(ВЫБРАННЫЙ ОТРЫВОК):
────────
Превосходное выражение внутренней дилеммы, с которой столкнулся этот образованный класс, мы находим в творчестве Джованни Боккаччо (1313–1375). Его сборник «Декамерон» состоит из рассказов об обычных людях, рассказов, за которыми, по уверению автора, проводили время флорентийцы, спасавшиеся в деревне от бушевавшей в 1348 году чумы.
Боккаччо не интересуют религиозные сюжеты, подвиги святых или героев и даже романтическая любовь—его внимание привлекают того рода повествования, которым люди предаются ради собственного развлечения и увеселения. Названия двух историй из «Декамерона» дают вполне точное представление об интонации и содержании всей книги: «Мазетто из Лампореккио, прикинувшись немым, поступает садовником в обитель монахинь, которые все соревнуют сойтись с ним» и «Брат Чиполла обещает некоторым крестьянам показать перо ангела, но, найдя вместо него угли, говорит, что это те, на которых изжарили Сан Лоренцо». Разумеется, люди всегда развлекали себя подобными грубыми и непочтительными анекдотами, однако до Боккаччо никто и не думал их записывать. Своими сочинениями Боккаччо удовлетворял определенную потребность — не потребность собиравшихся в таверне за выпивкой крестьян, остававшихся в рамках устной традиции, но потребность образованных флорентийцев, оторванных от своих корней и ощущавших растерянность в мире, где общинные устои и солидарность все чаще отступали перед натиском амбициозного индивидуализма.
────────
(СПИСОК ЗАДАНИЙ):
[1] Продублируйте, пожалуйста, часть отрывка о Боккаччо от слов «Превосходное выражение внутренней» до слов «1348 году чумы.» включительно.
[2] Определите, согласуются ли с отрывком о Боккаччо три утверждения: (a) «Декамерон» состоит из рассказов об обычных людях; (b) Боккаччо интересуют подвиги святых; (c) флорентийцы укрывались от чумы 1348 года в деревне. На каждое ответьте «да» или «нет» и приведите точную цитату из отрывка, которая это решает.
Приведённые далее строки взяты из другого источника.

(Данные для привязки объектов по описанию на естественном языке)
────────
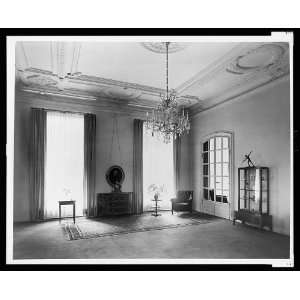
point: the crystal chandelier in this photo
(167, 121)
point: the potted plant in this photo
(156, 189)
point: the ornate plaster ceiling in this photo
(203, 74)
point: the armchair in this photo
(183, 201)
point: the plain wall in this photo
(259, 121)
(107, 153)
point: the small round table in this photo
(155, 214)
(68, 202)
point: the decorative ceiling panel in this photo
(203, 74)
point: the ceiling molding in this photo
(62, 102)
(196, 110)
(245, 67)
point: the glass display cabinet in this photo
(253, 197)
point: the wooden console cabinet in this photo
(253, 201)
(112, 204)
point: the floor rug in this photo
(111, 226)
────────
(ОТВЕТЫ К УПРАЖНЕНИЮ):
[1]
Превосходное выражение внутренней дилеммы, с которой столкнулся этот образованный класс, мы находим в творчестве Джованни Боккаччо (1313–1375). Его сборник «Декамерон» состоит из рассказов об обычных людях, рассказов, за которыми, по уверению автора, проводили время флорентийцы, спасавшиеся в деревне от бушевавшей в 1348 году чумы.

[2]
(a) Да: «Его сборник „Декамерон“ состоит из рассказов об обычных людях».
(b) Нет: «Боккаччо не интересуют религиозные сюжеты, подвиги святых или героев».
(c) Да: «флорентийцы, спасавшиеся в деревне от бушевавшей в 1348 году чумы».